Short task -
Please return all of the entries below word for word, with the pictures left out.

Records -
****************************************
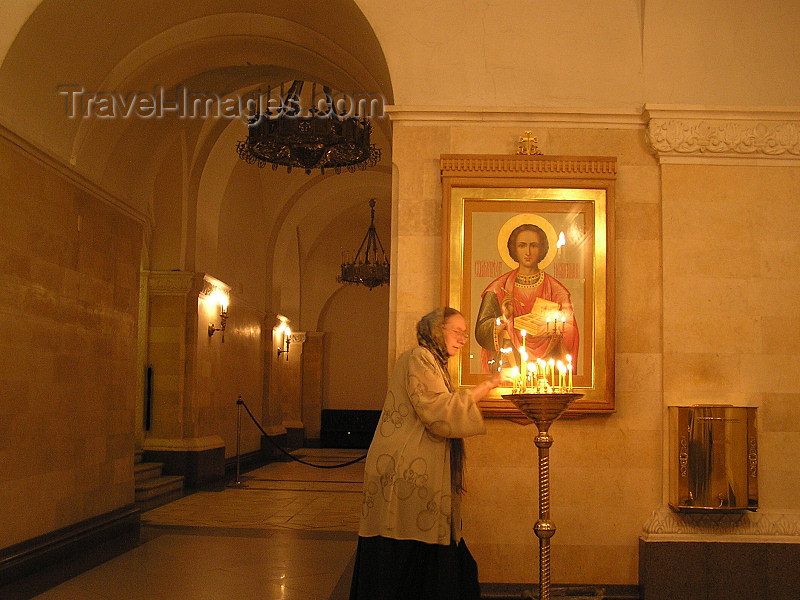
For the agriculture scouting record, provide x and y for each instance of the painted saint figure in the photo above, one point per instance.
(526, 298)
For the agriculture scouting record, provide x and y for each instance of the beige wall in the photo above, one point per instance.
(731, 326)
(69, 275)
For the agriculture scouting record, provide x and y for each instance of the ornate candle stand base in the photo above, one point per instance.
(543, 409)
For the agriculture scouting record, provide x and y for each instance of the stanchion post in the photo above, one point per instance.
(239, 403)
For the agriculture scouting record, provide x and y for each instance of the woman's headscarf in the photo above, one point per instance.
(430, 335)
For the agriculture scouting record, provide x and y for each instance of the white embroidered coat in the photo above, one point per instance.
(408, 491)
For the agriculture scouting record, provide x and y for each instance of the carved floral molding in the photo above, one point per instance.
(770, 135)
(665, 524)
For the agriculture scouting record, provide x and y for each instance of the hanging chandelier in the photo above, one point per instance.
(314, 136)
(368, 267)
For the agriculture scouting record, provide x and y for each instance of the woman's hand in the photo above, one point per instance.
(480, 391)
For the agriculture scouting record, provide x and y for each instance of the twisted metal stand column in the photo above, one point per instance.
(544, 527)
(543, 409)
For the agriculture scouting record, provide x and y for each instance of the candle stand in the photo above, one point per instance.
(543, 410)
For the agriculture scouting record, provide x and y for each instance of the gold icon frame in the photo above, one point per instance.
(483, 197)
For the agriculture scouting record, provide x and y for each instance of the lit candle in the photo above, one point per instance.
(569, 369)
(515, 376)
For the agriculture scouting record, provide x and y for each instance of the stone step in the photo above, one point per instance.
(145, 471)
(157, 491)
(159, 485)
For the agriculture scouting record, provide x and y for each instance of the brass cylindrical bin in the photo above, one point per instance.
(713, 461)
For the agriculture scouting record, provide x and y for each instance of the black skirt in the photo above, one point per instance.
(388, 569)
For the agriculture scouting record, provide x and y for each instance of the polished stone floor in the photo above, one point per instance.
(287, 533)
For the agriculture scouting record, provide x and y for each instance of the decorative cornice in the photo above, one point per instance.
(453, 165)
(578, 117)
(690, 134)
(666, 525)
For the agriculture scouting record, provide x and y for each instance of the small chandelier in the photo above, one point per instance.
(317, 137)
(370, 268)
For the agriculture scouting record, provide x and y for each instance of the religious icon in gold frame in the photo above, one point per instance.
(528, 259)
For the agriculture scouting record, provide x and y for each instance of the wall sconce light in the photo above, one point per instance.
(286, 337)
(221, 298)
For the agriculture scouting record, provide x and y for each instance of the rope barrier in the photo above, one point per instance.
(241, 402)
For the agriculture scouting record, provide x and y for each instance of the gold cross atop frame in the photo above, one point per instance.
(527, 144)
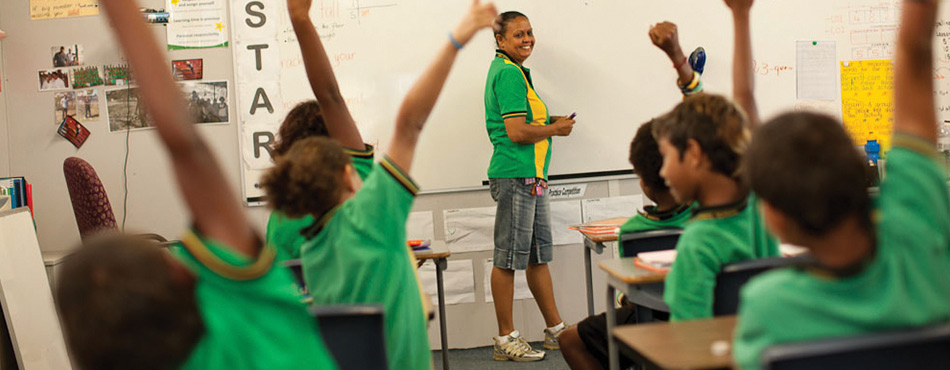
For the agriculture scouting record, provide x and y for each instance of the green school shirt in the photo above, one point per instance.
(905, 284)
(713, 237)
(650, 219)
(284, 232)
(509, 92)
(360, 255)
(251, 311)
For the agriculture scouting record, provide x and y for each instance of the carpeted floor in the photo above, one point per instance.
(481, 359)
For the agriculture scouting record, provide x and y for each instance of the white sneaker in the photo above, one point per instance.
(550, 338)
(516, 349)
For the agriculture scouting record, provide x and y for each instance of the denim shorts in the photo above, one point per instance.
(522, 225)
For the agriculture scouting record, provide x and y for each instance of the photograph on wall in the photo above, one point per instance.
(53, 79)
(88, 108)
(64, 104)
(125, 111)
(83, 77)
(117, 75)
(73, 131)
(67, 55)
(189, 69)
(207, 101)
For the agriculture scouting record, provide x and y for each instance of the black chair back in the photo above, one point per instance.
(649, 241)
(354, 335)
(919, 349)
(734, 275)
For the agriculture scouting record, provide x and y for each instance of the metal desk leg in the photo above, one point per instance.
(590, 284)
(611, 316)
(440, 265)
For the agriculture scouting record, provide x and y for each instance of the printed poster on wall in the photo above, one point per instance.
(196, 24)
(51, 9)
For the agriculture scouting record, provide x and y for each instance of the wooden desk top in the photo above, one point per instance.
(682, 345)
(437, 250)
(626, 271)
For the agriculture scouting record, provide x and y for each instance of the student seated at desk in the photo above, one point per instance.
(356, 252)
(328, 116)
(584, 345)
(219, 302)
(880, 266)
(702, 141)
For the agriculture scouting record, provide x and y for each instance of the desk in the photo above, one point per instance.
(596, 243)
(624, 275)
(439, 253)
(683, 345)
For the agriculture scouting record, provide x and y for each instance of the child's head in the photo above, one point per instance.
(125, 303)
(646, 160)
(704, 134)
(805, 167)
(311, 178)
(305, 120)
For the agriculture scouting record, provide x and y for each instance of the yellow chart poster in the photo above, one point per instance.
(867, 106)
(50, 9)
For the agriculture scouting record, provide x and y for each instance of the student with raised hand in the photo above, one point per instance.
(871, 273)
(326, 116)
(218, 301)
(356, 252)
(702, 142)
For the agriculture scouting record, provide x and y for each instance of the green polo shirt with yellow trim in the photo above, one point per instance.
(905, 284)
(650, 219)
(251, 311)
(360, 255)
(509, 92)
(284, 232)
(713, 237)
****************************************
Exercise result -
For the agriculture scouting record, provide x and y for each instance of the painted saint figure in the photo above, one point per instance.
(526, 298)
For the agriculture scouting record, provide x and y for each instance of the beige wall in the photo above, one point per instance.
(731, 326)
(69, 275)
For the agriculture scouting record, provide x and y for each instance of the ornate candle stand base in the photo above, one point per instance.
(543, 409)
For the agriculture scouting record, provide x and y for each instance of the stanchion post in the photo above, one point per instance.
(239, 403)
For the agriculture scouting record, provide x and y for each instance of the woman's headscarf in the photo above, one point per instance.
(430, 335)
For the agriculture scouting record, provide x and y for each instance of the white embroidered coat in the photo above, one point per instance.
(408, 491)
For the agriculture scouting record, provide x and y for each instance of the carved floral molding in the photo above, one point per instance.
(770, 135)
(665, 524)
For the agriculture scouting record, provide x and y for each instance of the hanging chandelier in the photo above, one point per instance.
(314, 136)
(368, 267)
For the agriculture scouting record, provide x and y for each instance of the woman's hand in the photo above, one point per instance.
(480, 391)
For the agriculture scouting record, provide x and y for each instance of the twisted metal stand column in the photo above, one point per instance.
(544, 527)
(543, 409)
For the agriculture scouting record, provide x and y for each instance of the candle stand in the photo above, one point per instance.
(543, 410)
For the agriculture scouting record, provide x and y for each instance of the gold icon frame in the photo above, one point per instance.
(483, 197)
For the agriculture scouting record, provide x and y for each instance of the lit candle in the photo above, one point per instance.
(569, 369)
(515, 376)
For the agriculture scouting record, provide x and y for each instance of the stone step in the photo above, one point per instance.
(145, 471)
(157, 491)
(159, 485)
For the agriculture scouting record, provide x and y for each instance of the brass cylindrical bin in the photo above, one point per instance.
(713, 461)
For the agriculture scouting record, provide x and y for each instance of the black skirt in the photo above, one point per instance.
(388, 569)
For the agriculture scouting record, provide x and y for each instance of the polished stone floor in the photo above, one point per instance.
(287, 533)
For the agriculture scouting record, provide x and y for each instance of the decorative cornice in the photo above, one point per instance.
(453, 165)
(578, 117)
(690, 134)
(666, 525)
For the agriculture scouting record, provide x and y for each instance of the small chandelier in the photo above, one point per instance.
(317, 137)
(370, 268)
For the agriculture scouting record, provide x and y for each instance of the religious icon in gold frame in the photo above, one point per instance.
(528, 259)
For the agriculture scouting record, provide x and y for each instance of the wall sconce light in the photo above, one point per instance.
(286, 337)
(221, 298)
For the agriculture scouting record, provide x and y for each instance of the rope barrier in the photo above, one point per instance.
(241, 402)
For the agriculture scouting record, provide x and y for each instance of the gold cross atop frame in the photo above, one point per instance.
(527, 144)
For the agriculture scouting record, provide x and y for each instance of the green school shirt in the photo above, one point per instance.
(905, 284)
(713, 237)
(650, 219)
(284, 232)
(509, 92)
(360, 255)
(251, 311)
For the agriculture scouting record, provide x and y for each instance of the carpeted floor in the photo above, one point per instance.
(481, 359)
For the agriculture scouting record, provide x and y for each instance of the white sneaker in the photo above, one point per instance.
(550, 338)
(516, 349)
For the agriculture scouting record, provide x and y for each instance of the denim shorts in the photo above, one point per instance.
(522, 225)
For the agriculture scouting record, provide x and y for each instance of the photograph on wall in the photo above, one point per instance.
(53, 79)
(88, 108)
(64, 104)
(125, 111)
(83, 77)
(117, 75)
(73, 131)
(67, 55)
(189, 69)
(207, 101)
For the agriculture scouting record, provide x and y for each instance of the black chair back in the photo above, one point per instance.
(649, 241)
(354, 335)
(919, 349)
(734, 275)
For the agriculture scouting record, provide x and y for each instance of the metal desk leg in the photo above, one point per instance.
(590, 284)
(611, 316)
(440, 265)
For the agriculture scouting record, provide x and y for each instance of the printed poster on wall in the photo above, one point per instance.
(196, 24)
(51, 9)
For the agriculture scouting record, provide x and y for each instance of the wooden desk top in the photo above, one point per instance.
(682, 345)
(437, 250)
(626, 271)
For the agriculture scouting record, provide x and y for each instance of the student seated at desk in the photo above, one point per instance.
(356, 252)
(328, 116)
(584, 345)
(219, 302)
(880, 266)
(702, 141)
For the agriculture scouting record, provide x and y for each instance of the desk in the photo above, one point per instance.
(596, 243)
(624, 275)
(439, 253)
(683, 345)
For the agriculture scouting record, provide x and y for each instance of the child's head in the photo above, one point per instance.
(125, 303)
(646, 160)
(704, 134)
(805, 167)
(311, 178)
(305, 120)
For the agriculture scouting record, provide x and y for each instance of the yellow chart poster in the photo above, one point per instance.
(867, 106)
(50, 9)
For the agriculture scouting record, provide x and y for each instance of the student with raised hand in the photo above, one point per instance.
(871, 273)
(326, 116)
(218, 301)
(356, 252)
(702, 142)
For the agriculture scouting record, provide x and y for each instance of the green polo shirt with yellow trim in the photo above, one point per instance.
(905, 284)
(650, 219)
(251, 311)
(360, 255)
(509, 92)
(284, 232)
(713, 237)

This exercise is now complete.